* Page excerpt:
⁂
Then in 1917, a sound arrived that was so perfectly in tune with the age that it became singularly evocative of next decade to come. This was jazz, of course, or “jass,” as it was spelled on “Livery Stable Blues,” the first record of such music ever released, composed and played by the Original Dixieland ‘Jass’ Band. The music arrived with the force of the “garage rock of the 1960s…. It was simple music played with so much irreverence that it proved irresistible” to Americans caught up in the country’s rapid urbanization and modernizing.
The first jazz record was transitional music—not necessarily a jazz big bang moment; “looser and more spontaneous than the ragtime that had swept the country at the turn of the century,” writes Geoffrey Himes at Smithsonian, “but lacking the improvised solos and elastic rhythm of jazz to come.” Just as in the emergence of rock and roll in the 1950s, most jazz fans first came to know white groups like the Original Dixieland ‘Jass’ Band before they met the black New Orleanians who invented the music.
⁂
* Collected material:
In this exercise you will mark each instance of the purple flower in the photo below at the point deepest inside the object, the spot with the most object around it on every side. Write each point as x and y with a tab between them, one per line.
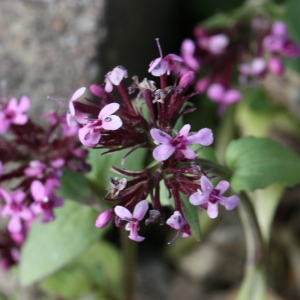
⁂
* To do:
1 > Summarize the excerpt on early jazz in two sentences.
2 > Name each musical style, other than jazz, that the excerpt on early jazz compares it to.
3 > Continue the excerpt on early jazz from where it stops.
The listing was drawn from a different source than the text.

* Answers for this exercise:
1 > In 1917 the Original Dixieland 'Jass' Band released "Livery Stable Blues," the first jazz record, whose simple, irreverent sound proved irresistible to Americans caught up in rapid urbanization and modernizing. That record was transitional, looser than ragtime but lacking jazz's later improvised solos and elastic rhythm, and, as with rock and roll in the 1950s, most fans first knew white groups like this band before the black New Orleanians who invented the music.

2 >
- Garage rock of the 1960s
- Ragtime
- Rock and roll

3 >
But immediately after “Livery Stable Blues” the market was awash with both “jass” and “jazz” releases, including the first by a black American jazz act, Wilbur Sweatman and his Jass Band, and a jazz record from the legendary blues pioneer W.C. Handy from Memphis. Between 1916 and 1917, jazz went nationwide: New York, Chicago, St. Louis, San Francisco, and just about everywhere else in-between. As it spread its origins became muddled. “Just how the Jazz Band originated and where it came from is very hard to say,” wrote the sleeve of one later 1917 release.
Music historians agree that jazz was born in the nightclubs and on the streets of New Orleans, the home town of the Original Dixieland ‘Jass’ Band. But “the question of who did what first,” writes Scott Alexander, “and what was ragtime and what was jazz is often a divisive question among those who are interested in early jazz.” Yet when it comes to making pop history, “Livery Stable Blues” had greater impact than somewhat similar-sounding records released around the same time. “The band was a sensation” writes Himes. And almost overnight the sound of jazz became the sound of 20th-century America.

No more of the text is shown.